# [AVAILABLE RECORDS]
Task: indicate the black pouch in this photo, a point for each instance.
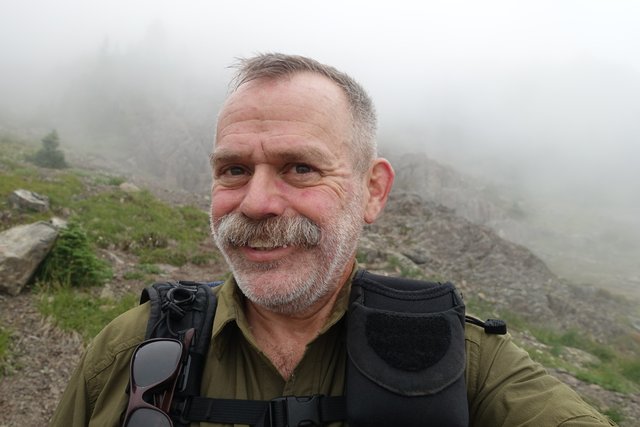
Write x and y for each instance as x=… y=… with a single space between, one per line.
x=406 y=353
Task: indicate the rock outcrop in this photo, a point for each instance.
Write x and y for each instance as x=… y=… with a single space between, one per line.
x=22 y=249
x=423 y=239
x=28 y=200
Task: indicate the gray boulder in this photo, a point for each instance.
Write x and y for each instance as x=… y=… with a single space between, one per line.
x=22 y=249
x=28 y=200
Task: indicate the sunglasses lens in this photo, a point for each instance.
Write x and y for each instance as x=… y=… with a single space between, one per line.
x=155 y=362
x=148 y=417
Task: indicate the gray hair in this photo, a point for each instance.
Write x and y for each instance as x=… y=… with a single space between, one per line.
x=363 y=114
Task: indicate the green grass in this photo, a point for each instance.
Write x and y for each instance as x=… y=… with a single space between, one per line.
x=615 y=414
x=143 y=225
x=73 y=310
x=72 y=261
x=142 y=272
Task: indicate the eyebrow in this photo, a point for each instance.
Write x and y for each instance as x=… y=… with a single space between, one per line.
x=297 y=154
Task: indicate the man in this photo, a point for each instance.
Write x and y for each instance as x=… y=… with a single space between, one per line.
x=295 y=177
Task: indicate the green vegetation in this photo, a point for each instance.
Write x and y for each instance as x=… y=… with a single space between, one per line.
x=73 y=310
x=101 y=216
x=49 y=156
x=5 y=341
x=142 y=272
x=73 y=262
x=615 y=414
x=143 y=225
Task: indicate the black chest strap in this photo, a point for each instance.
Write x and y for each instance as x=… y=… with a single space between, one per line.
x=280 y=412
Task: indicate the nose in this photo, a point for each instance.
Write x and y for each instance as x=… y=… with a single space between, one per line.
x=263 y=197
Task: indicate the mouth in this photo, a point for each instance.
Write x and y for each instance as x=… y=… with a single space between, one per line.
x=259 y=245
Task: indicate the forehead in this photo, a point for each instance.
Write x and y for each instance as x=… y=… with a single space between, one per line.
x=305 y=103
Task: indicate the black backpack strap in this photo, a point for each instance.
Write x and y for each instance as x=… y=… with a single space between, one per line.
x=289 y=411
x=177 y=307
x=490 y=326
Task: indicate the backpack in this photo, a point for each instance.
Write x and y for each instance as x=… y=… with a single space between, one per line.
x=405 y=346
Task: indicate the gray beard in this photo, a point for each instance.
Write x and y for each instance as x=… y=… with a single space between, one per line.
x=335 y=248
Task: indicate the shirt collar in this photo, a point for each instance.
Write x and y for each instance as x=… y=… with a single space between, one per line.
x=231 y=303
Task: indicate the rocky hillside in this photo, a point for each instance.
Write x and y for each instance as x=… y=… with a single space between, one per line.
x=414 y=237
x=584 y=245
x=425 y=239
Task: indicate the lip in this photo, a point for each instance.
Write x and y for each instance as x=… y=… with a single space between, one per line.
x=266 y=255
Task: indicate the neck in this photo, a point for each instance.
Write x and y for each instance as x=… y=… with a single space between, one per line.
x=283 y=338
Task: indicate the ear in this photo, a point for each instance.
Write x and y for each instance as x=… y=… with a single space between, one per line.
x=379 y=182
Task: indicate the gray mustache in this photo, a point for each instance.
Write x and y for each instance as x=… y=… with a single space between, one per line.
x=237 y=230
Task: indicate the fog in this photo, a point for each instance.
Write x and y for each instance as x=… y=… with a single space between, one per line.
x=542 y=96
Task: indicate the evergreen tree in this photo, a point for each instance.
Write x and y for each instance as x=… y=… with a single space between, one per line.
x=49 y=156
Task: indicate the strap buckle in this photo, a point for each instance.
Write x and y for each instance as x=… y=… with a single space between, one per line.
x=293 y=411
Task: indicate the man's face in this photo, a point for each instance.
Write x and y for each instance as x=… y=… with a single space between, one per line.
x=286 y=205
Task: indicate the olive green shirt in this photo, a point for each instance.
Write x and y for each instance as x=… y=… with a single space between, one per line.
x=504 y=386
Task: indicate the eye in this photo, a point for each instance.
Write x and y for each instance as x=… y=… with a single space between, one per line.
x=235 y=171
x=302 y=169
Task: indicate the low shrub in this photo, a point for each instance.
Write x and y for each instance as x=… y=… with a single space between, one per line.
x=73 y=262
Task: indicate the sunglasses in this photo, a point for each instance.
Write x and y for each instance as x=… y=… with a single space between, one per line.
x=154 y=372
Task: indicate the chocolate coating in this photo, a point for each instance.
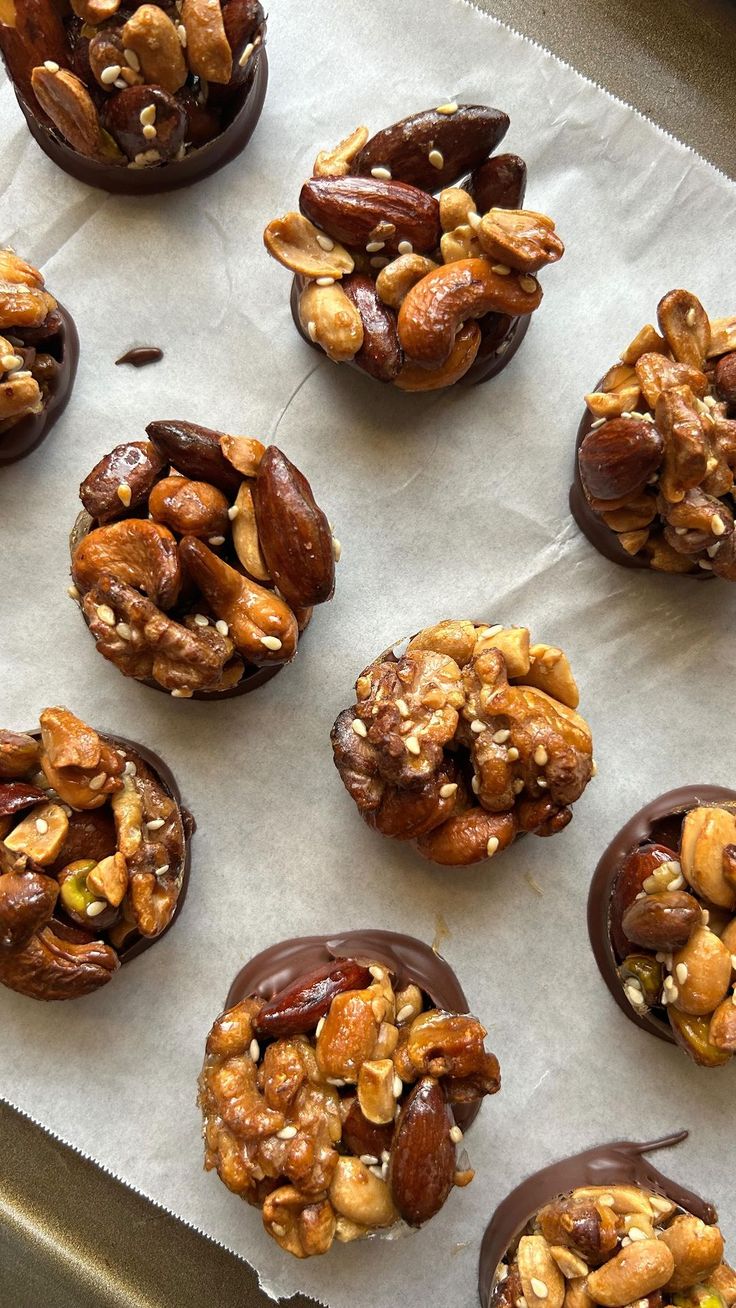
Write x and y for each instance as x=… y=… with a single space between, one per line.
x=484 y=366
x=408 y=959
x=659 y=822
x=137 y=943
x=618 y=1163
x=166 y=177
x=594 y=527
x=25 y=436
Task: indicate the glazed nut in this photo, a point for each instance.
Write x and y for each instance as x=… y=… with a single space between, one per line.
x=358 y=1194
x=41 y=833
x=152 y=35
x=331 y=321
x=706 y=833
x=398 y=277
x=336 y=162
x=696 y=1248
x=634 y=1273
x=541 y=1279
x=302 y=247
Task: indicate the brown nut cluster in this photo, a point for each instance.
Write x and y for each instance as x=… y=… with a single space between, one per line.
x=463 y=738
x=658 y=447
x=132 y=85
x=93 y=856
x=672 y=928
x=199 y=559
x=330 y=1107
x=615 y=1245
x=413 y=258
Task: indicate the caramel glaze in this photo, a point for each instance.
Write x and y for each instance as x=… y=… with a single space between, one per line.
x=166 y=177
x=602 y=536
x=659 y=822
x=25 y=436
x=408 y=959
x=139 y=943
x=618 y=1163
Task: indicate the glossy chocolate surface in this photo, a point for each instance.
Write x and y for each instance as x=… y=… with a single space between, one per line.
x=165 y=177
x=618 y=1163
x=25 y=436
x=659 y=822
x=408 y=959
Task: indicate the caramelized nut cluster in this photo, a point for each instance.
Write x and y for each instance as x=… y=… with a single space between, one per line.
x=133 y=85
x=92 y=857
x=403 y=268
x=30 y=327
x=205 y=556
x=463 y=738
x=658 y=462
x=673 y=933
x=616 y=1245
x=330 y=1107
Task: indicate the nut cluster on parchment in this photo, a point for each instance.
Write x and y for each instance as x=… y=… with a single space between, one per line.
x=616 y=1245
x=658 y=462
x=199 y=557
x=331 y=1105
x=404 y=274
x=29 y=342
x=463 y=738
x=132 y=85
x=93 y=852
x=673 y=931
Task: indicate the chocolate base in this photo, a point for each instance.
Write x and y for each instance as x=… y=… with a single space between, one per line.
x=484 y=368
x=602 y=536
x=411 y=962
x=618 y=1163
x=164 y=177
x=25 y=436
x=137 y=943
x=659 y=822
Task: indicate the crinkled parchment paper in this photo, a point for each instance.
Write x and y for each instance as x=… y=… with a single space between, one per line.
x=454 y=504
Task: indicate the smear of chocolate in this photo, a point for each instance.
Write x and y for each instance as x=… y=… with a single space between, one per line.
x=659 y=822
x=166 y=177
x=25 y=436
x=140 y=355
x=408 y=959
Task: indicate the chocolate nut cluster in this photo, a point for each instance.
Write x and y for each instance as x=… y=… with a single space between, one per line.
x=199 y=559
x=656 y=451
x=616 y=1245
x=463 y=738
x=35 y=374
x=672 y=924
x=94 y=854
x=332 y=1105
x=131 y=85
x=412 y=255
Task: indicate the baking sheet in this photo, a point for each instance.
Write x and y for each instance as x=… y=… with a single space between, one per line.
x=446 y=505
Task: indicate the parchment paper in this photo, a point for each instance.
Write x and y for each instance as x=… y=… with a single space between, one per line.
x=449 y=505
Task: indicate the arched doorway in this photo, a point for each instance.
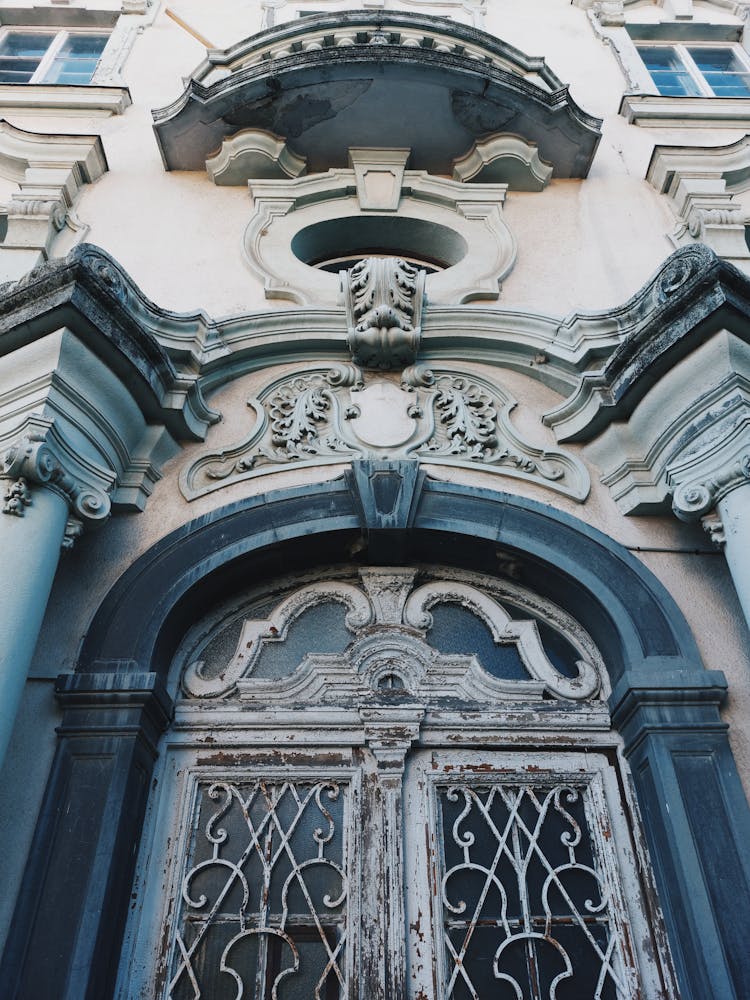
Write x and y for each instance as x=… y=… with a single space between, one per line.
x=664 y=705
x=392 y=782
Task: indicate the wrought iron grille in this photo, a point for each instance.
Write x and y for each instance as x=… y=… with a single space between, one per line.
x=263 y=898
x=531 y=907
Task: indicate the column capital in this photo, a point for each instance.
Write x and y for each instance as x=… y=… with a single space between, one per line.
x=719 y=475
x=41 y=457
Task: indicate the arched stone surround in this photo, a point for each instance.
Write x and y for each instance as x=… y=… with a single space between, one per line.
x=74 y=901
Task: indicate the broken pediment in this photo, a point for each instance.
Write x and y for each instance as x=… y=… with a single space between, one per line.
x=328 y=82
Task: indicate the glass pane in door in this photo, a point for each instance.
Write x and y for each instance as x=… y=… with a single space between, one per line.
x=263 y=896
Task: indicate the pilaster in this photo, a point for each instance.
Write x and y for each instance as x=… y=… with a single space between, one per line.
x=75 y=901
x=50 y=171
x=697 y=822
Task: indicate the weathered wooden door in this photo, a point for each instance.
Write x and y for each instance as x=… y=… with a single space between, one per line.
x=432 y=807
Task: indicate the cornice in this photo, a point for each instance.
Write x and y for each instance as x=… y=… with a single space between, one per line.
x=55 y=99
x=89 y=293
x=347 y=71
x=692 y=295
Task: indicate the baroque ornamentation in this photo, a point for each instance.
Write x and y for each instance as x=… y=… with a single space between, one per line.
x=679 y=271
x=390 y=620
x=384 y=299
x=338 y=414
x=39 y=458
x=17 y=498
x=692 y=500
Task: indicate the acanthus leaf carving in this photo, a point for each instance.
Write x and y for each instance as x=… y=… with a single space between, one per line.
x=384 y=299
x=17 y=497
x=42 y=457
x=336 y=415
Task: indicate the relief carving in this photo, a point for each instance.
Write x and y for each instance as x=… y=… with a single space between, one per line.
x=334 y=415
x=389 y=621
x=384 y=299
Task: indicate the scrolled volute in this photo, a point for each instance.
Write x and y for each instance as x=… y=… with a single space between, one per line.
x=37 y=459
x=692 y=500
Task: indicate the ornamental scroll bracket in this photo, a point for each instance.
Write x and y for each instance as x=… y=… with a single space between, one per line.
x=41 y=457
x=384 y=298
x=389 y=620
x=338 y=414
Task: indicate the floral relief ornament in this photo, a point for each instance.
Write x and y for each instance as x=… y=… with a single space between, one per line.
x=335 y=414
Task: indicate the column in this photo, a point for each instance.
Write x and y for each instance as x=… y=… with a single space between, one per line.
x=44 y=506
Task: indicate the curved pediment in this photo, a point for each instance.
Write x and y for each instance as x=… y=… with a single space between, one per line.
x=334 y=81
x=391 y=648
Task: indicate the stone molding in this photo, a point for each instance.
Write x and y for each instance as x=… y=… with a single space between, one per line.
x=388 y=600
x=668 y=414
x=253 y=153
x=89 y=293
x=700 y=183
x=41 y=457
x=476 y=9
x=332 y=55
x=724 y=470
x=328 y=416
x=656 y=111
x=504 y=158
x=612 y=12
x=692 y=290
x=50 y=171
x=41 y=99
x=694 y=453
x=463 y=222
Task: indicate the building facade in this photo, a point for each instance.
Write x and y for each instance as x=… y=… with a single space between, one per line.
x=374 y=408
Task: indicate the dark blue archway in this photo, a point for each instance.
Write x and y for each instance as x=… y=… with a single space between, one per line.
x=74 y=901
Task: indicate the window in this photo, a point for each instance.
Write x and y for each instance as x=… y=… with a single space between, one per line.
x=697 y=70
x=62 y=57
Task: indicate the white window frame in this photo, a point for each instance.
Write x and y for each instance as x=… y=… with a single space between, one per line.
x=682 y=50
x=59 y=37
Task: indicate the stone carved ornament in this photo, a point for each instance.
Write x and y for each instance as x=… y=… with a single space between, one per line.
x=389 y=619
x=339 y=413
x=384 y=298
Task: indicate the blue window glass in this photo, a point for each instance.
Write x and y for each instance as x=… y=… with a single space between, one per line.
x=668 y=72
x=20 y=55
x=76 y=60
x=723 y=71
x=40 y=57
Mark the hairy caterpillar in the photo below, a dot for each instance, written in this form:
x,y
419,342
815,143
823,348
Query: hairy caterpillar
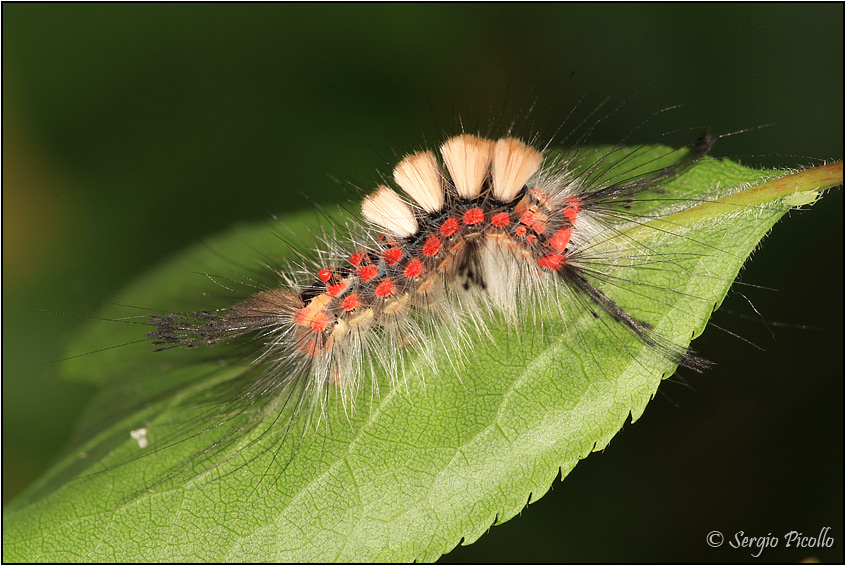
x,y
492,230
560,226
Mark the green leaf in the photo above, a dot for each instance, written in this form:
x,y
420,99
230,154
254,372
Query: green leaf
x,y
415,470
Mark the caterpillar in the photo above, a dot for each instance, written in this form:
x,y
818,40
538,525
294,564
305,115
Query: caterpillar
x,y
493,226
493,238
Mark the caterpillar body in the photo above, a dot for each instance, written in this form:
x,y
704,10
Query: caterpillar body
x,y
495,226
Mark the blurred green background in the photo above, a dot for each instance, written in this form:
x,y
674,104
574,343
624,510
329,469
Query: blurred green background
x,y
131,131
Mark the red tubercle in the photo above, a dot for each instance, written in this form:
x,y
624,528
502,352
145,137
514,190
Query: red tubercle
x,y
337,289
473,216
560,239
432,246
367,272
450,227
385,288
351,303
553,262
501,219
319,322
393,255
413,269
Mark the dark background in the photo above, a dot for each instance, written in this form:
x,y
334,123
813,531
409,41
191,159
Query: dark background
x,y
131,131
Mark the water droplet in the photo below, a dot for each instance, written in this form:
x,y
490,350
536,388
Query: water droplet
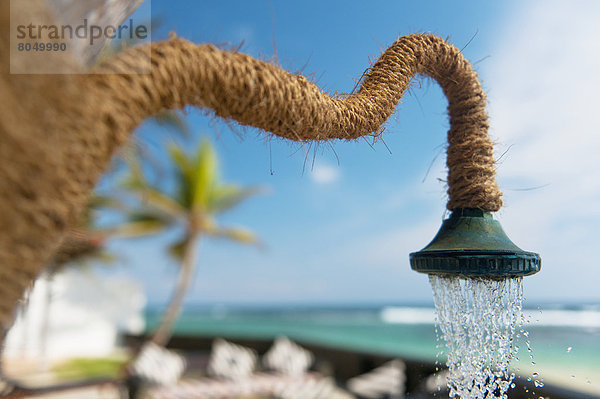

# [WHAT NEEDS TO BE DONE]
Copy the lines above exactly, beginning at the line that has "Task: indicate the fog" and stopping after the line that has "Task: indicate the evergreen", and omit the rest.

# [TASK ANSWER]
Task: indicate the fog in this photo, a point for each instance.
Write x and y for each instance as x=… y=… with a single space between, one per line.
x=542 y=96
Task: indicate the evergreen tree in this photo, a point for each instance.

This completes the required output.